(Provided passage):
-=-=-=-=-
President Volodymyr Zelensky of Ukraine called again on Saturday night for sanctions targeting Russian oil and gas, saying the wealth provided by that business was paying for the Kremlin's war efforts and sustaining its “sense of impunity.”

Speaking in his nightly address, Mr. Zelensky pushed for “more painful restrictions” on Russia’s cash flows, saying an oil embargo “should be the first step.”

Although the European Union, the United States and other nations have imposed severe sanctions on the Russian government, banks and wealthy people, European nations reliant on Russian energy have resisted cutting themselves off from those imports.

Mr. Zelensky’s remarks capped a day of diplomacy that included a visit from Britain’s prime minister. The Ukrainian president renewed the argument over Russia’s gas industry on Saturday night.

“Russia can still afford to live in illusions and bring new military forces and new equipment to our land,” Mr. Zelensky said. He added: “Oil is one of the two sources of Russian self-confidence, their sense of impunity.”

European leaders approved a ban this week on Russian coal, the imported energy source that would be the easiest to replace. Europe’s largest economy, Germany, is among the states in the bloc most reliant on Russian energy overall, with gas heating one out of two German homes and powering much of Germany’s export industry.
-=-=-=-=-
(Excerpted records):
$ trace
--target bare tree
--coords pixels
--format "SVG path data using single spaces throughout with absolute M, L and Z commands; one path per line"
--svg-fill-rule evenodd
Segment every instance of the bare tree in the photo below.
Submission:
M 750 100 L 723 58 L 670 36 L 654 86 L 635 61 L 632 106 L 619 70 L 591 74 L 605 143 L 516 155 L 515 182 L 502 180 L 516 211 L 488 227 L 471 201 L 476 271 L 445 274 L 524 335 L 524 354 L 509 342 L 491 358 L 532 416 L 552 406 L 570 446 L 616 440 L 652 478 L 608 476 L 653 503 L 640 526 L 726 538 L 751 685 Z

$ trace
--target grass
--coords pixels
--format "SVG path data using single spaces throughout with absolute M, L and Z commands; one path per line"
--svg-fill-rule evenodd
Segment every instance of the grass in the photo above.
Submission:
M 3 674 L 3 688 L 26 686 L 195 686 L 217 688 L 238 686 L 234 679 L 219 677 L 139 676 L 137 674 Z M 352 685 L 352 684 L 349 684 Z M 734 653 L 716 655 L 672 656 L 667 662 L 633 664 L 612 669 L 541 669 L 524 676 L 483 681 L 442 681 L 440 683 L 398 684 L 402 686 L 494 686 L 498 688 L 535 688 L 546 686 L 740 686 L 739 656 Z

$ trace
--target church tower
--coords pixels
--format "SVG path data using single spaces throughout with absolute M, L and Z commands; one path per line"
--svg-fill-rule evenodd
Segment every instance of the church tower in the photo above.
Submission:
-=-=-=-=-
(Exercise set):
**1)** Answer these questions using the article on Zelensky's call for sanctions on Russian oil and gas:
(a) What did Zelensky say should be the first step?
(b) Who visited during the day of diplomacy that Zelensky's remarks capped?
(c) What share of German homes does gas heat?
**2)** Write what comes next in the article on Zelensky's call for sanctions on Russian oil and gas, starting after its final sentence.

(Answers by item):
**1)**
(a) An oil embargo.
(b) Britain's prime minister.
(c) One out of two.

**2)**
Germany’s chancellor, Olaf Scholz, met this week with Britain’s prime minister, Boris Johnson, who urged his counterpart to shift away from Russian oil. “We are doing all we can, and we are doing a lot,” Mr. Scholz said on Friday, warning that it would require massive investments to install the infrastructure to import gas from other countries.

Mr. Johnson met with Mr. Zelensky in Ukraine’s capital, Kyiv. Mr. Zelensky said that they had discussed new sanctions against Russia, though he did not describe them.

He framed support for Ukraine as a defense of Europe at large.

“Russian aggression was not intended to be limited to Ukraine alone, to the destruction of our freedom and our lives alone,” Mr. Zelensky said. “The whole European project is a target for Russia.”